WHAT YOU HAVE TO DO: Scan the entries below for the word "structure", then copy each line that holds it.

STORED DATA:
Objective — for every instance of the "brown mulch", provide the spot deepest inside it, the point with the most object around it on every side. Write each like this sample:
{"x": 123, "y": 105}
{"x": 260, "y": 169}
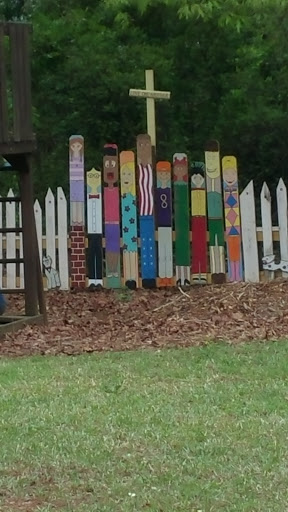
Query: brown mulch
{"x": 123, "y": 320}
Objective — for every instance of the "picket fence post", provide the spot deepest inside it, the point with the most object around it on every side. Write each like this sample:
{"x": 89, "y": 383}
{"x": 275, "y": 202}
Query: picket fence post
{"x": 266, "y": 218}
{"x": 281, "y": 194}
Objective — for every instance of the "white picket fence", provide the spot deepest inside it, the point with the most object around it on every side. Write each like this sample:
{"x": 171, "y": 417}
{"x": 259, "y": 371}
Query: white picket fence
{"x": 267, "y": 233}
{"x": 258, "y": 243}
{"x": 52, "y": 235}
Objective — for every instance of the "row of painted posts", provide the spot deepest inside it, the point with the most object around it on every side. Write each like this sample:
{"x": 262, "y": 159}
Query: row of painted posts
{"x": 146, "y": 232}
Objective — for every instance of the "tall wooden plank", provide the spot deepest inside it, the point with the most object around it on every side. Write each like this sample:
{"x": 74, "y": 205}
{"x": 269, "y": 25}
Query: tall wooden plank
{"x": 249, "y": 236}
{"x": 266, "y": 218}
{"x": 215, "y": 212}
{"x": 111, "y": 215}
{"x": 163, "y": 208}
{"x": 283, "y": 227}
{"x": 50, "y": 226}
{"x": 198, "y": 224}
{"x": 62, "y": 230}
{"x": 94, "y": 227}
{"x": 3, "y": 91}
{"x": 232, "y": 218}
{"x": 181, "y": 219}
{"x": 129, "y": 219}
{"x": 146, "y": 207}
{"x": 77, "y": 217}
{"x": 11, "y": 241}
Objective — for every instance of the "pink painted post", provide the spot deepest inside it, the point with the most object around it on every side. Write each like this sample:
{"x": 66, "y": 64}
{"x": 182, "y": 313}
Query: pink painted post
{"x": 77, "y": 215}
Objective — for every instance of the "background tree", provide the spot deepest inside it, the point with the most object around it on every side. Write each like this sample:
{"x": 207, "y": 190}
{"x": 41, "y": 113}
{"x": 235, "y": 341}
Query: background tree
{"x": 224, "y": 63}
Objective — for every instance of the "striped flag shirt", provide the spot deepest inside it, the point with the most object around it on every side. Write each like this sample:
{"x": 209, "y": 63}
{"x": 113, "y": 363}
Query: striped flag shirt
{"x": 146, "y": 189}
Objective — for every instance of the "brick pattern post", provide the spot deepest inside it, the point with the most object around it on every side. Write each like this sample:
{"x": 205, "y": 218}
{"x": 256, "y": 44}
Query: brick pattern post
{"x": 78, "y": 258}
{"x": 77, "y": 220}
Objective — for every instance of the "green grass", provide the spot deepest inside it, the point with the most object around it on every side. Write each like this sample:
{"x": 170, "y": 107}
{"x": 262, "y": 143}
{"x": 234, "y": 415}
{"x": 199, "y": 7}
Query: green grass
{"x": 177, "y": 430}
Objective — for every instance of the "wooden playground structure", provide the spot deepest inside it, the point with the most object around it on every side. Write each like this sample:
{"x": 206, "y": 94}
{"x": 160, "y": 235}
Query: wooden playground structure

PROBLEM SOLUTION:
Objective — for every instance of the "wooden playground structure", provide the spot deepest inside it, the point with the most object around it on every side. Write each like this sample:
Query: wooden playground structure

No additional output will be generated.